Descrição do problema:
Transforme todos os itens abaixo em um CSV de duas colunas, com uma linha para cada item. A coluna enunciado recebe o texto do pedido, e a coluna resposta recebe a resposta correspondente. Cada valor fica em um único campo entre aspas, com as quebras de linha substituídas por espaços.

◆ ◆ ◆ ◆ ◆ ◆ ◆

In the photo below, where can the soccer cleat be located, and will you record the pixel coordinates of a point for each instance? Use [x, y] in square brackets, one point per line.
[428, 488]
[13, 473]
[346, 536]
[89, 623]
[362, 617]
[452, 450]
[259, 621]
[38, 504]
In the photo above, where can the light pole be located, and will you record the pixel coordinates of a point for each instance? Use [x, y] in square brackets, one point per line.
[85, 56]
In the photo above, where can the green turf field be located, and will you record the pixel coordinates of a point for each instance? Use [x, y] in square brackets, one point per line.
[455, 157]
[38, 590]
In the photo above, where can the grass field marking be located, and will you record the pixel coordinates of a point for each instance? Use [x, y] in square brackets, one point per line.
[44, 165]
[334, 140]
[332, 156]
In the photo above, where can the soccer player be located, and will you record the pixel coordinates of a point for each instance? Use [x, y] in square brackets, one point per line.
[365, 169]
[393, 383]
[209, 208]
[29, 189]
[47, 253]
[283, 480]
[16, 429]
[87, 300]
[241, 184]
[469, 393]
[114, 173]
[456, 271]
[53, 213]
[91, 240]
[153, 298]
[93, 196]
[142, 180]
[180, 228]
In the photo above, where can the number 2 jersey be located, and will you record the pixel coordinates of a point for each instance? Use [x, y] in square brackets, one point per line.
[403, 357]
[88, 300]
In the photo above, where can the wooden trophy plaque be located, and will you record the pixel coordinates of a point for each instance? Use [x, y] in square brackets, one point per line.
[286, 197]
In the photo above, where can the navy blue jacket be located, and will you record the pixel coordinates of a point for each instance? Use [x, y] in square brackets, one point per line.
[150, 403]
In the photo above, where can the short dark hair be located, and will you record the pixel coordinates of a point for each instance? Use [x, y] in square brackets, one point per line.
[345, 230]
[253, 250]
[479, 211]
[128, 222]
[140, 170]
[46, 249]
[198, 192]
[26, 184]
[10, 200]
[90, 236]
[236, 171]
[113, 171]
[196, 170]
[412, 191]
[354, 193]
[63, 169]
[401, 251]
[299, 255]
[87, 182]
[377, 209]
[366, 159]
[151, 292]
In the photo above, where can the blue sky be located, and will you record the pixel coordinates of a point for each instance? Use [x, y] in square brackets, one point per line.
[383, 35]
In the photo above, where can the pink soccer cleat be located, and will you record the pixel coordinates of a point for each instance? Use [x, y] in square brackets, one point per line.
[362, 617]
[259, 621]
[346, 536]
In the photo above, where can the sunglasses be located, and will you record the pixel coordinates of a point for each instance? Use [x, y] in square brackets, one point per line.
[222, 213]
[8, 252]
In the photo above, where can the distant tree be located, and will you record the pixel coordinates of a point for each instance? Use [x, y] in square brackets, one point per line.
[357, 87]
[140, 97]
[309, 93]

◆ ◆ ◆ ◆ ◆ ◆ ◆

Resposta do exercício:
enunciado,resposta
"In the photo below, where can the soccer cleat be located, and will you record the pixel coordinates of a point for each instance? Use [x, y] in square brackets, one point per line.","[428, 488] [13, 473] [346, 536] [89, 623] [362, 617] [452, 450] [259, 621] [38, 504]"
"In the photo above, where can the light pole be located, and will you record the pixel coordinates of a point for each instance? Use [x, y] in square brackets, one point per line.","[85, 56]"
"In the photo above, where can the green turf field be located, and will you record the pixel coordinates of a point for each instance? Use [x, y] in square brackets, one point per line.","[455, 157] [38, 590]"
"In the photo above, where can the grass field marking be located, and will you record the pixel coordinates of a point for each instance? Use [x, y] in square brackets, one point per line.","[44, 165] [334, 140] [332, 156]"
"In the photo above, where can the soccer player be located, and will you record the pixel coordinates of a point for each instance? Use [x, y] in square brackets, one point per line.","[365, 169] [393, 383] [209, 208] [29, 189] [47, 253] [283, 480] [16, 429] [87, 300] [241, 184] [469, 393] [114, 173] [456, 271] [53, 213] [91, 240] [153, 298] [93, 196] [142, 180] [180, 228]"
"In the photo above, where can the number 2 jersey be located, and will you record the pixel coordinates of a point for each instance? Use [x, y] in square brackets, one point per line.","[403, 357] [88, 300]"
"In the photo above, where can the wooden trophy plaque be located, and will you record the pixel coordinates of a point for each instance? Use [x, y] in square brackets, one point per line.","[286, 197]"
"In the photo above, where can the navy blue jacket be located, and will you record the pixel coordinates of a point for each instance? Use [x, y] in square brackets, one point per line.","[150, 403]"
"In the photo above, where can the short dark hair be located, and will you record the pixel coordinates of a point for each instance? Use [x, y] in square brackets, one point per line.","[345, 230] [253, 250] [479, 211] [128, 222] [140, 170] [46, 249] [198, 192] [26, 184] [10, 200] [90, 236] [236, 171] [113, 171] [196, 170] [412, 191] [354, 193] [63, 169] [401, 251] [299, 255] [87, 182] [377, 209] [366, 159] [151, 292]"
"In the photo above, where can the blue sky be located, and will you record the pixel coordinates of a point for each instance? Use [x, y] in square brackets, one point per line.","[383, 35]"
"In the photo above, where can the pink soccer cleat be located, and will you record the pixel coordinates of a point for each instance? Use [x, y] in square brackets, one point per line.","[362, 617] [259, 621] [346, 536]"
"In the photo above, where can the sunglasses be located, and will you record the pixel coordinates of a point for each instance? Use [x, y] in square brackets, one point per line.","[222, 213] [8, 252]"
"In the photo above, where can the distant tree be located, and will you record the pixel coordinates of a point for each instance? Use [x, y] in square brackets, one point per line.","[357, 87] [140, 97] [309, 93]"